What you need to do: From the records below, copy out exactly the lines from the one containing "Query: white electrical outlet" to the one containing "Query: folded towel", both included. Add nothing else.

Records for this exercise:
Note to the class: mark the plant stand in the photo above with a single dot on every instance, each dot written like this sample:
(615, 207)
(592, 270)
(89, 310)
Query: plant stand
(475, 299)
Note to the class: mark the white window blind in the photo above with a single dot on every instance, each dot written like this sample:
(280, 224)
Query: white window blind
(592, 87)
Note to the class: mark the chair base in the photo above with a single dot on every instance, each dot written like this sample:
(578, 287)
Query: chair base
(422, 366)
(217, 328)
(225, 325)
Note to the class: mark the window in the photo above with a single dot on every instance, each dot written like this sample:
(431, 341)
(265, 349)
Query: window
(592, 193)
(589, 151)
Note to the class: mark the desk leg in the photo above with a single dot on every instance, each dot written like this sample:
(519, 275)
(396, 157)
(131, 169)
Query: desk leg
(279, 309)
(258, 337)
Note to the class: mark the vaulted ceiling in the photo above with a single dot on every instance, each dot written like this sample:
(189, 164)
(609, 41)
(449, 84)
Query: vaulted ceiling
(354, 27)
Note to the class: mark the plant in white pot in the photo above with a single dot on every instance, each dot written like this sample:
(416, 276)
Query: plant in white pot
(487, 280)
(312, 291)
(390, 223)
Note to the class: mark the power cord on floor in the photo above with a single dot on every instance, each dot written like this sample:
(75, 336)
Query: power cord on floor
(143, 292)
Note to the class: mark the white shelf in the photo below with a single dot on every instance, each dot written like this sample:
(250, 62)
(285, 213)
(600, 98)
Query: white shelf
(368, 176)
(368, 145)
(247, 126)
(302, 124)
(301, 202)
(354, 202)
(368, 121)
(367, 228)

==

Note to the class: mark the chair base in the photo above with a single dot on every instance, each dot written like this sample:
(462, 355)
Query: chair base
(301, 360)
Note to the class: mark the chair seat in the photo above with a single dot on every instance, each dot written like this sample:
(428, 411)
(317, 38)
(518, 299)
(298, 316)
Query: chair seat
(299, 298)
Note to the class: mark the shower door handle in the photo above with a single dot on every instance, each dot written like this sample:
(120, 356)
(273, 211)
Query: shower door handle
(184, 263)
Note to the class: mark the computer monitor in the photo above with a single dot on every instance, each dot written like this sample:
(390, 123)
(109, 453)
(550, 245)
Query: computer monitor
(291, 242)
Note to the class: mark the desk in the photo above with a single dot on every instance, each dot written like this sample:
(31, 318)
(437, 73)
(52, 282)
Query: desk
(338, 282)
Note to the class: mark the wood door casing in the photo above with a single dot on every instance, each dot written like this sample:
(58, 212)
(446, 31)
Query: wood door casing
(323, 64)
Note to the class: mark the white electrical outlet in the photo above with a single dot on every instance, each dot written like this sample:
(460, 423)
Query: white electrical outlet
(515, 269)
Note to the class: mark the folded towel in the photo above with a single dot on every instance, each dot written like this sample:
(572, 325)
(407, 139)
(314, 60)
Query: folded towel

Response:
Query: white electrical outlet
(515, 269)
Note to the class: mark the folded towel in the photo above with a single dot on every instance, each dot written like this sample:
(572, 325)
(407, 139)
(314, 60)
Query: folded towel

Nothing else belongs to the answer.